What is asked:
(a) Copy word for word the passage of the essay on family separation at the border that opens with the words containing "Across the country, the" and closes with "and the USCCB.".
(b) Translate this sentence from the essay on family separation at the border into Spanish: "Archbishop Chaput, of Philadelphia, described the Trump policy as stupid and destructive."
(c) Write a continuation of the essay on family separation at the border, picking up after its final sentence.

I want to tell you a story. It is a story about a current national shame, uncertain theological commentary, and keeping a promise.

A National Shame and the Catholic Response

The headline was at the top of my news app: “Youngest migrants held in ‘tender age’ shelters.” I groaned a prayer as the descriptions and circumstances took shape into a mental picture. Chain link fences, concrete floors, toddlers crying and no one to hold them. Then I listened to the audio of an immigrant child calling out for his papá, which is exactly the way my kids say my name. Apparently, the audio was secretly recorded at one of the facilities where over 2300 children were forcibly separated from their immigrant parents. This has been happening since May, in an unprecedented way and as a direct result of the enactment of President Trump’s “zero-tolerance” policy toward undocumented immigrants crossing the US-Mexico border (see here if you’re still confused). Immigrant children, disabled and vulnerable persons, and asylum seekers are directly harmed by this policy…and there will be long term effects (see here, here, here, and here). Trump’s “zero-tolerance” policy was intended as a deterrent (see here, also here, here, and here)–meaning that the harm was intended, although the relevant research has shown that this strategy does not work (see here). There is no ambiguity that Donald Trump’s “zero-tolerance” policy was intentionally envisioned, implemented, and executed to have the effect we have seen.

The US Catholic Conference of Bishops decried the Trump policy, twice (see here and here; also here and here). Jeff Session’s vile invocation of Holy Scripture as justification for the Trump administration policies was roundly rejected, including in these remarks by Kelly Johnson (here) and an interview with New York’s Cardinal Timothy Dolan (here).The Academy of Catholic Hispanic Theologians in the US (ACHTUS) and the Black Catholic Theological Symposium issued a joint statement denouncing the Trump policy. Charlie Camosy wrote an appeal for the unity of the Christian outlook on life (here). These remarks by Bishop Daniel Flores, of Brownsville, point to the heart of the matter and issue a call to prayerful action. Archbishop Chaput, of Philadelphia, described the Trump policy as stupid and destructive. And the Holy Father Pope Francis condemned the practice of separating the children of migrant families at the border.

Across the country, the US Catholic Bishops have reaffirmed their teaching on migration and human dignity, articulated in Strangers No Longer: Together on the Journey of Hope and the five principles that the USCCB outlined to help guide the conscience of US Christians on matters of migration, immigration, national borders, human dignity, and human rights. All of this has stimulated fresh attention to nonpartisan and theologically rich Christian ministry efforts like the Share the Journey campaign, jointly sponsored by Catholic Charities USA, Catholic Relief Services, Caritas International, and the USCCB.

(Extracted records)
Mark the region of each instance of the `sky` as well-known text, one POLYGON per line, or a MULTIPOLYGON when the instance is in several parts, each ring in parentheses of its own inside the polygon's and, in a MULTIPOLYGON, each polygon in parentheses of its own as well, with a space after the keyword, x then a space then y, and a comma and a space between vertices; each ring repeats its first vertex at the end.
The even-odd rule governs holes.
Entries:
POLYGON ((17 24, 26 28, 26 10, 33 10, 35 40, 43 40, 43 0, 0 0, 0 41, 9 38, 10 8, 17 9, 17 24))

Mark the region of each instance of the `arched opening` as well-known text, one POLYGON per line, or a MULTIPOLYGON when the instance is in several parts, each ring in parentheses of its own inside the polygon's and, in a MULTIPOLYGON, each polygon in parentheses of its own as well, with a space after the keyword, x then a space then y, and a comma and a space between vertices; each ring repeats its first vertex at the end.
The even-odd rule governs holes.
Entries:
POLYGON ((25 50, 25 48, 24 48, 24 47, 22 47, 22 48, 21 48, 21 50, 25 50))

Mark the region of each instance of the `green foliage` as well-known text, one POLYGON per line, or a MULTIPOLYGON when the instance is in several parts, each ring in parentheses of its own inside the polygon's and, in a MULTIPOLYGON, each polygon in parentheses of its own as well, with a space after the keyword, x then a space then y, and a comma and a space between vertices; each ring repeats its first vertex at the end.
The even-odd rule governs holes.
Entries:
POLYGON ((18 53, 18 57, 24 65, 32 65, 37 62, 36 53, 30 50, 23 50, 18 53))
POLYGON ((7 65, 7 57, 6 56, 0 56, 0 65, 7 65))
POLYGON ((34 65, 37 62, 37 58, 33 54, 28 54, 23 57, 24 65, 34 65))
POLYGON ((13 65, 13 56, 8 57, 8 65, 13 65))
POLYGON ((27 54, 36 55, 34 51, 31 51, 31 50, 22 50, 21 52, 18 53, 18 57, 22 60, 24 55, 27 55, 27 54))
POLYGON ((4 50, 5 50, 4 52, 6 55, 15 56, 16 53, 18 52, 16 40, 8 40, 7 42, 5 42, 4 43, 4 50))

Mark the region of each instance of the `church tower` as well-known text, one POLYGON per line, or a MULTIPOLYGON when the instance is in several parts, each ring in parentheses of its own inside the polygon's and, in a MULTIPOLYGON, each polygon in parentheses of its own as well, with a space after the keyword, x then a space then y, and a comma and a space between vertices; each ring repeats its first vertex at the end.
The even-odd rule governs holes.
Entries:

Replies:
(a)
Across the country, the US Catholic Bishops have reaffirmed their teaching on migration and human dignity, articulated in Strangers No Longer: Together on the Journey of Hope and the five principles that the USCCB outlined to help guide the conscience of US Christians on matters of migration, immigration, national borders, human dignity, and human rights. All of this has stimulated fresh attention to nonpartisan and theologically rich Christian ministry efforts like the Share the Journey campaign, jointly sponsored by Catholic Charities USA, Catholic Relief Services, Caritas International, and the USCCB.

(b) El arzobispo Chaput, de Filadelfia, describió la política de Trump como estúpida y destructiva.

(c)
A vehement public outcry pressured Trump into signing an essentially symbolic executive order on June 20, 2018–symbolic insofar as there was no attached plan to reunite the currently separated families, the practice of imprisoning children with their undocumented immigrant parents has not been halted, the enactment of the executive order is contingent upon highly improbable actions from both congress and the courts, and no provision was made to reconcile Trump’s “zero-tolerance” policy with the Flores Settlement (1997, 2015) or the 2016 decision by the Ninth U.S. Circuit Court of Appeals. It has been reported that immigrant parents have been deported while their children remained in custody at US facilities. And, on June 25th, Trump began advocating for the elimination of due process for undocumented migrants held in US detention facilities.

Theological Commentary, Concentration Camps, and the Call to Mercy

I’m not a news junkie or an aficionado of American politics. Nevertheless, I’ve always tried to pay attention to the main currents of the national debate. As I see it, some degree of serious attention is integral to faithful citizenship for Catholics living in a representative democracy (see the USCCB’s “Forming Consciences for Faithful Citizenship: A Call to Political Responsibility“). Of course, paying attention to national politics these past two years has become a painful spiritual discipline and the exercise now burns with growing alarm at the deep damage Trump and his political enablers are wrecking upon our democratic institutions. In a recent post, Connor Kelly shares some worthwhile reflections on the Catholic moral witness in America and what may be at stake in our current political moment.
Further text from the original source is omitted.